_PROBLEM_. The answer should hold exactly the lines of the entries below from the one containing "Find the terracotta" through the last line, both included.

Stored items from a collection
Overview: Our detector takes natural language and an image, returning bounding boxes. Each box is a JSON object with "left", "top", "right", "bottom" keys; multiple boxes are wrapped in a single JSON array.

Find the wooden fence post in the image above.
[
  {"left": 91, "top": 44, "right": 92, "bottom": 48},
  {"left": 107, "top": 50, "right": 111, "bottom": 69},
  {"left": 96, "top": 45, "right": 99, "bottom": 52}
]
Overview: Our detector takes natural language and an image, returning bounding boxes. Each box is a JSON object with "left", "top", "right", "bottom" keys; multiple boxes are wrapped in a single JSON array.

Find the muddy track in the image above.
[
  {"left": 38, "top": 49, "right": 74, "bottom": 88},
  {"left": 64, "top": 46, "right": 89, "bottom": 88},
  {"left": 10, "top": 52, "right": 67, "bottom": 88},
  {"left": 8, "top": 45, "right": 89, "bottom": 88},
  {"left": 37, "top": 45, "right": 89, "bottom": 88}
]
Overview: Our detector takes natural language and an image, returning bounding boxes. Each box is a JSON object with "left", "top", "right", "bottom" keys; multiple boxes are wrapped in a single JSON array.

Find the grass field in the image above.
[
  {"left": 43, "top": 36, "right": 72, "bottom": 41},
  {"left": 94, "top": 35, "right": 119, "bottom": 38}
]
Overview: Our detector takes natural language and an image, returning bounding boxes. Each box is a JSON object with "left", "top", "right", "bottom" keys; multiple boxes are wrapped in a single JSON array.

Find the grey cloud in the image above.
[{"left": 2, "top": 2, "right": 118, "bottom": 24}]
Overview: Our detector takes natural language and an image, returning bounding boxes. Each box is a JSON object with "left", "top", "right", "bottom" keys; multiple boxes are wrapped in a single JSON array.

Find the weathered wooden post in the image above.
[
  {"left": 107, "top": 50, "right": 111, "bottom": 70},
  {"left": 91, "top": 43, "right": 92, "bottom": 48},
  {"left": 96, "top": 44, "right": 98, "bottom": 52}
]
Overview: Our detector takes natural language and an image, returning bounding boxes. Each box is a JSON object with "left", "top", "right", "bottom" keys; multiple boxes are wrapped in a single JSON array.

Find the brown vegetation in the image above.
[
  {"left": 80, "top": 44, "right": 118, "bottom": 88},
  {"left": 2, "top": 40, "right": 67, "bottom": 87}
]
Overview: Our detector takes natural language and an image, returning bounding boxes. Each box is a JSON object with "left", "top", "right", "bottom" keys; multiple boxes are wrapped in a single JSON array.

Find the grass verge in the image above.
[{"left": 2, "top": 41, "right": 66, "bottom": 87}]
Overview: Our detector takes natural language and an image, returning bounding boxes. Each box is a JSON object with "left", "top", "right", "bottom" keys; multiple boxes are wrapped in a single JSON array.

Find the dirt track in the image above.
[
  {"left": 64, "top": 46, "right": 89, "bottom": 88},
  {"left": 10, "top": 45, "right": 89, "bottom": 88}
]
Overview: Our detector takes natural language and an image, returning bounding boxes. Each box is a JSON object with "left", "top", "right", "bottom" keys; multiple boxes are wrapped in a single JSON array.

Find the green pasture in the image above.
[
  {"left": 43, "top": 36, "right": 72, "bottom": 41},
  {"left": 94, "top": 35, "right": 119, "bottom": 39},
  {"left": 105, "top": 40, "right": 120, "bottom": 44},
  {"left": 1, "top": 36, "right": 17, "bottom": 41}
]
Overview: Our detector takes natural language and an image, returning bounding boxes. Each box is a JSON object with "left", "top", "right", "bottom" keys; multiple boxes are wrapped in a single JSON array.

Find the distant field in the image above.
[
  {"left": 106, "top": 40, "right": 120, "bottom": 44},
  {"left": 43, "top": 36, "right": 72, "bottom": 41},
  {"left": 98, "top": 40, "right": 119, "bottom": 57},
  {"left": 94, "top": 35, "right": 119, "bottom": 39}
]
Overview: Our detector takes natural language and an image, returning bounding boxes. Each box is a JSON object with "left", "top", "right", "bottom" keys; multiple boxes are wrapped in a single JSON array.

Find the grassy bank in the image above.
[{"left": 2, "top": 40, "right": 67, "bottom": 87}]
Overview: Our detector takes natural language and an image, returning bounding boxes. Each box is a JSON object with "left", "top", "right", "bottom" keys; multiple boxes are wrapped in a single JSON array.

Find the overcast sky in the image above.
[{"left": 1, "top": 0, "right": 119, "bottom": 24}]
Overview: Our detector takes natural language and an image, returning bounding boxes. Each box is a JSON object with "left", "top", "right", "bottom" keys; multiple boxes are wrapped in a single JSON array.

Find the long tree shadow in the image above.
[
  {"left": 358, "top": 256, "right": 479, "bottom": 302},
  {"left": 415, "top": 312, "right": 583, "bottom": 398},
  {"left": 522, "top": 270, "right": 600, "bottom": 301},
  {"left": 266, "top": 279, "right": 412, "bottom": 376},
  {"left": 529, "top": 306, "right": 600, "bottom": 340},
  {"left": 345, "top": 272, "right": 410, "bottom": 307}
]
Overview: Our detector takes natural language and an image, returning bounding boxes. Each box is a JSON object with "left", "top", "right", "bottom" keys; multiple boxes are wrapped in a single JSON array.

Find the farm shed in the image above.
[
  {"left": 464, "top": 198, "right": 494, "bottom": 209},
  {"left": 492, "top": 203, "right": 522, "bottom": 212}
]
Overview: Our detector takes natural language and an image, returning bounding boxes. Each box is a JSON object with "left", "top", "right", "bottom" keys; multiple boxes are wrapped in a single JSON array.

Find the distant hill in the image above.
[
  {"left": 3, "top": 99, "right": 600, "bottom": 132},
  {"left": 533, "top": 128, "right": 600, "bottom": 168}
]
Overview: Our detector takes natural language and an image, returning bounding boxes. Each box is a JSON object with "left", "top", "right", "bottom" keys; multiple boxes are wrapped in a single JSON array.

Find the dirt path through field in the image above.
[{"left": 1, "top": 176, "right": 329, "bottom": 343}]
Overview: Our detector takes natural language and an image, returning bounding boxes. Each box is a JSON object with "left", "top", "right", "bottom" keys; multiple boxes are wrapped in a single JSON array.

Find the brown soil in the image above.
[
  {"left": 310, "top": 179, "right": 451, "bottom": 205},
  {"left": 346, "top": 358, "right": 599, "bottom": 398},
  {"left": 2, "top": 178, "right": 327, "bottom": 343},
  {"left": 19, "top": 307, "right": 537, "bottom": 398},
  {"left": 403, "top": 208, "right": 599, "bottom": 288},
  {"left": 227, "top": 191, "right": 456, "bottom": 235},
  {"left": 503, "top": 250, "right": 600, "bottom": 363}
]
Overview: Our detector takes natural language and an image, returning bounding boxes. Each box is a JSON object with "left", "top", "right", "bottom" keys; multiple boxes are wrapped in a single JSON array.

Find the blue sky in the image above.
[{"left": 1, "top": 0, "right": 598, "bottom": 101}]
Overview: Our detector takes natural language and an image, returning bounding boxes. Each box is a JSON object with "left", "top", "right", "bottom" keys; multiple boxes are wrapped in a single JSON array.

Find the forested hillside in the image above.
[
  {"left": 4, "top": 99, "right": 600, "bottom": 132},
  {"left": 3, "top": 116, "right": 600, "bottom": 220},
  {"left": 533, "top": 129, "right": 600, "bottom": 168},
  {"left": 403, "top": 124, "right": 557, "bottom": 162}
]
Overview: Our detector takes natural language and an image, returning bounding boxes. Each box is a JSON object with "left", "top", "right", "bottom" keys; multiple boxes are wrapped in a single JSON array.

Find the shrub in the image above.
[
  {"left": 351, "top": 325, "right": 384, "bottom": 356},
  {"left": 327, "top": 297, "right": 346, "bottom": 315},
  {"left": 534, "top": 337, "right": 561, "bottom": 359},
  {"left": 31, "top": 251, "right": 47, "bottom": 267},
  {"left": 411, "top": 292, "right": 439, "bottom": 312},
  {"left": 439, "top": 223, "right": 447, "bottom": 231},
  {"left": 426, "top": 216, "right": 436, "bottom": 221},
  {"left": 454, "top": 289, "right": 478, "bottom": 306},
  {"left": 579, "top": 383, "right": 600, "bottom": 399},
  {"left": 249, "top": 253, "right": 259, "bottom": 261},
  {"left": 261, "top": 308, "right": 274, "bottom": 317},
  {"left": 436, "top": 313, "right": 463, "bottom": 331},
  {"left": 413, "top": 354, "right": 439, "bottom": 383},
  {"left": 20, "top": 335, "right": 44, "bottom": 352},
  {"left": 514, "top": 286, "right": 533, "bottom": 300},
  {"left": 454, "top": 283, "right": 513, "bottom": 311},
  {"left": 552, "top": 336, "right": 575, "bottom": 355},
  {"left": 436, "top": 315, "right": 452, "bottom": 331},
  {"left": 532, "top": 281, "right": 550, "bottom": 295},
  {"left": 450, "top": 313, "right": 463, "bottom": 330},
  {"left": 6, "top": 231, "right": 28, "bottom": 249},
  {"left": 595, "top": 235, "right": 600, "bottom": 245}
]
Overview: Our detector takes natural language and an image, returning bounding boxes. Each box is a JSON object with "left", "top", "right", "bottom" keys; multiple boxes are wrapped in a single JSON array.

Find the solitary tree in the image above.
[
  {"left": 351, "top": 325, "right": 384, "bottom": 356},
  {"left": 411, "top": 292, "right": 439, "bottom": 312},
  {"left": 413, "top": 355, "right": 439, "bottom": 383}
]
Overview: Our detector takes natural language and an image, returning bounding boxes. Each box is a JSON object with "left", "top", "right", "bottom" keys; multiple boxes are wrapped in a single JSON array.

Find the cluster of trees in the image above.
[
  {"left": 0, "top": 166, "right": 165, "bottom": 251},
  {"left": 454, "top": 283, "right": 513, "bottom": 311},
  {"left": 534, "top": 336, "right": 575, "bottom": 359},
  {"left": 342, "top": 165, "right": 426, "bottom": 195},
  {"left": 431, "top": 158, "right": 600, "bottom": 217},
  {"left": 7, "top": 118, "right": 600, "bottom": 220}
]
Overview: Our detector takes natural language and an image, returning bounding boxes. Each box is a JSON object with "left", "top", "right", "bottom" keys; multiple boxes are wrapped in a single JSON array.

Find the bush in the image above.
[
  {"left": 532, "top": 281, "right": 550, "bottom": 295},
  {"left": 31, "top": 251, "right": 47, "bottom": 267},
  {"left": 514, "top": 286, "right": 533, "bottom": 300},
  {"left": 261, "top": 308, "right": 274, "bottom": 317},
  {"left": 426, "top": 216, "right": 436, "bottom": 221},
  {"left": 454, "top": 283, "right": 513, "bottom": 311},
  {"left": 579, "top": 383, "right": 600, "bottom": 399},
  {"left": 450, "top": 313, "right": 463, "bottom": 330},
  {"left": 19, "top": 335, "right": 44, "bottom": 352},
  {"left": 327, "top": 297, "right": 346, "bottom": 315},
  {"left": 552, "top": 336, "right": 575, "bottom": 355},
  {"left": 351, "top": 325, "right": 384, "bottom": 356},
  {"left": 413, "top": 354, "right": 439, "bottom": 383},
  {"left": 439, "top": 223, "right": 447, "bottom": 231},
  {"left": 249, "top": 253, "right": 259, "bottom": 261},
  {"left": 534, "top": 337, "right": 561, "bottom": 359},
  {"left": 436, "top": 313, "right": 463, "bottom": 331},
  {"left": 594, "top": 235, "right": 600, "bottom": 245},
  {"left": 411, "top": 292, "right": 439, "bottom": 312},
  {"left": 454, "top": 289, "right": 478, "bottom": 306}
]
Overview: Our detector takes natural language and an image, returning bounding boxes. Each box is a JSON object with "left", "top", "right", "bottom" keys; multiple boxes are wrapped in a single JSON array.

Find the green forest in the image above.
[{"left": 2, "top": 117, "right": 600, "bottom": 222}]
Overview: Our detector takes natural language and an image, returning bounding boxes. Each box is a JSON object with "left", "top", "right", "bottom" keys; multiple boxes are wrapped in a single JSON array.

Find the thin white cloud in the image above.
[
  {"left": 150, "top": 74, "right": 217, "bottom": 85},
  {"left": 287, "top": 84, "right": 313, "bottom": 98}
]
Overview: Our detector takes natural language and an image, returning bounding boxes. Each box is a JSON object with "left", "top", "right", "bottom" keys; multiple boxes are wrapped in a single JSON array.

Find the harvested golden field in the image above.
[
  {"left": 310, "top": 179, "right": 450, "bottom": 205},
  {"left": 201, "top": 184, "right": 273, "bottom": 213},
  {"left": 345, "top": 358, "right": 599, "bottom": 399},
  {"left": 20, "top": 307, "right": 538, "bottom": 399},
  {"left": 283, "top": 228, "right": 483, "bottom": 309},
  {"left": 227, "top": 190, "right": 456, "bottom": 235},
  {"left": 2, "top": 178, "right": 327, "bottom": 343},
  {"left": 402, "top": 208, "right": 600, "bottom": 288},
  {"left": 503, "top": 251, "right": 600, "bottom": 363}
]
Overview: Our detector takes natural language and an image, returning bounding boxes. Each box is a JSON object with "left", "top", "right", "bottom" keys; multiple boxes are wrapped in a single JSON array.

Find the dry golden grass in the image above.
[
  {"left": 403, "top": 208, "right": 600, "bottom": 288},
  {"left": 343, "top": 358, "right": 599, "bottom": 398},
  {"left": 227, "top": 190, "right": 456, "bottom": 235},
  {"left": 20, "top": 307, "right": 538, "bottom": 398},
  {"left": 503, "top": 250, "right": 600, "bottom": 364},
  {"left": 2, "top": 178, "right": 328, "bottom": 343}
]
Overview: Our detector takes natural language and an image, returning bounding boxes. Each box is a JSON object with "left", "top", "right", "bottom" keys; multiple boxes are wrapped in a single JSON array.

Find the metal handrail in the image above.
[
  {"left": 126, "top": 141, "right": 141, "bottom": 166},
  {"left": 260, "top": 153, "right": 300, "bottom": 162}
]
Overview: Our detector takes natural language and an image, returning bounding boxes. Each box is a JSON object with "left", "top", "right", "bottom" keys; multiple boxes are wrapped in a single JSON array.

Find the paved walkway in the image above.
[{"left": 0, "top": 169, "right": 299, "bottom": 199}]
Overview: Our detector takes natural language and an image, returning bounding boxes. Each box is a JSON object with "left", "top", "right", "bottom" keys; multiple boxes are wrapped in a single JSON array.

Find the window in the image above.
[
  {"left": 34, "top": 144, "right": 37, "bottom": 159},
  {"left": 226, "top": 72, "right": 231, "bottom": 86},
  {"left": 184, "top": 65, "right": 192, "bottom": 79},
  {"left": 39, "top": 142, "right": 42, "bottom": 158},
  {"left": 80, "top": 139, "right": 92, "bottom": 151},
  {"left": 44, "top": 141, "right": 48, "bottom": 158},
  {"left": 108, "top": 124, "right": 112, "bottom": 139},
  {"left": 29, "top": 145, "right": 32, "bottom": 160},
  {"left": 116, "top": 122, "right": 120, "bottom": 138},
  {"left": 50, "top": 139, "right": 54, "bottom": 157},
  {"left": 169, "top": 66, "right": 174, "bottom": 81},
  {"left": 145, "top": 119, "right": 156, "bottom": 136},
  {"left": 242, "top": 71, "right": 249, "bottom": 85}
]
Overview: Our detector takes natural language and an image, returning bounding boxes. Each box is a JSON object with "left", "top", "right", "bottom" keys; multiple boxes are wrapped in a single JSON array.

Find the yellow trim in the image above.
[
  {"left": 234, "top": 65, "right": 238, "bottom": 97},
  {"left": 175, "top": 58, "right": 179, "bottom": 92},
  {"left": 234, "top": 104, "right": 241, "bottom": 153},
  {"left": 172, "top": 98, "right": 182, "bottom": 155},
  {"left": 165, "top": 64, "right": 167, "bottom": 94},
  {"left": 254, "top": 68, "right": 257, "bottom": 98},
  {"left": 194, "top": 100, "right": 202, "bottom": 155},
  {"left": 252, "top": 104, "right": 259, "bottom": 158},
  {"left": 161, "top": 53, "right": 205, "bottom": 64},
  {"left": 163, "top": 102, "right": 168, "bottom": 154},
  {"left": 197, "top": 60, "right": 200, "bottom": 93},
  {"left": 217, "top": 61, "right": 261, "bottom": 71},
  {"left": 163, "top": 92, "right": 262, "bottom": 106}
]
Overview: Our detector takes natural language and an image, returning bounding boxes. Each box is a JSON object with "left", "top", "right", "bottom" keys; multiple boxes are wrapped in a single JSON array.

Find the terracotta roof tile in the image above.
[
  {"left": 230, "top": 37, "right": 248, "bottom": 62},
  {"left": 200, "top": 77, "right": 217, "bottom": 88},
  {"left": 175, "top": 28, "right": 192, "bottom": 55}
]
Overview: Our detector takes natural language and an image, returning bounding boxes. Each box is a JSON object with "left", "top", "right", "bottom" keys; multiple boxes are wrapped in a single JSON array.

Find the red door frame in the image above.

_ANSWER TO THIS TASK_.
Find the terracotta roof tile in the image above.
[
  {"left": 230, "top": 37, "right": 248, "bottom": 62},
  {"left": 200, "top": 77, "right": 217, "bottom": 88},
  {"left": 175, "top": 28, "right": 192, "bottom": 55}
]
Overview: Our detector takes natural language and an image, returning bounding boxes. Each box is a JSON object with "left", "top", "right", "bottom" keys; multiple boxes are wrapped in a single JSON array.

Find the red door frame in the image above.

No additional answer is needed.